AIM OF THE EXERCISE
Return the data below line for line, unchanged, but leave the pictures out.

[Stored data entries]
# # #

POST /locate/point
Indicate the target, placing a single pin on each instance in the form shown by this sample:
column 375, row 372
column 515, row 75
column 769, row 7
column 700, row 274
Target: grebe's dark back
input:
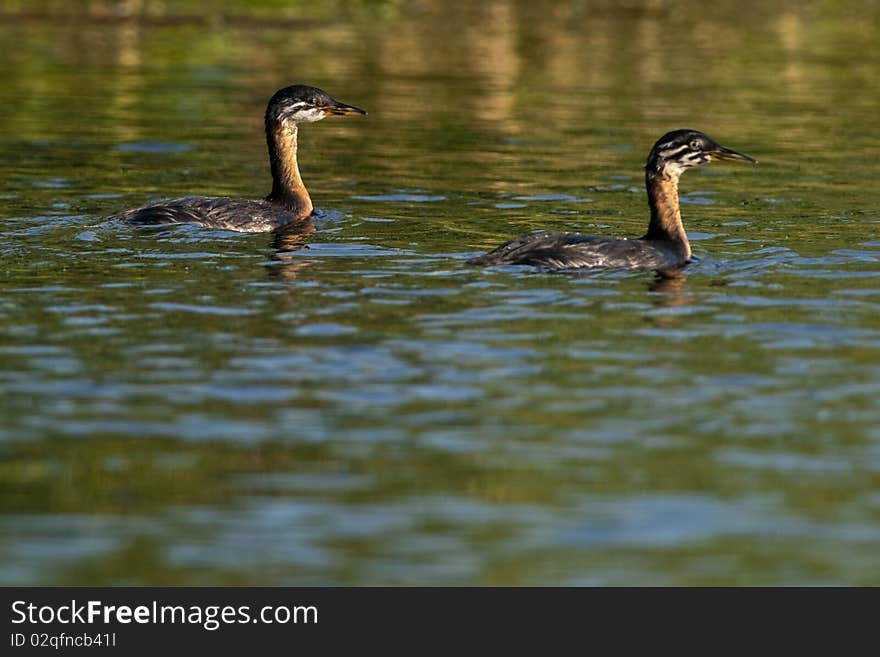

# # #

SOLUTION TO THIS EXERCISE
POST /locate/point
Indicate the target, placing a single pin on each instance in the form shown by this sample:
column 375, row 372
column 515, row 75
column 769, row 7
column 700, row 274
Target: grebe's dark back
input:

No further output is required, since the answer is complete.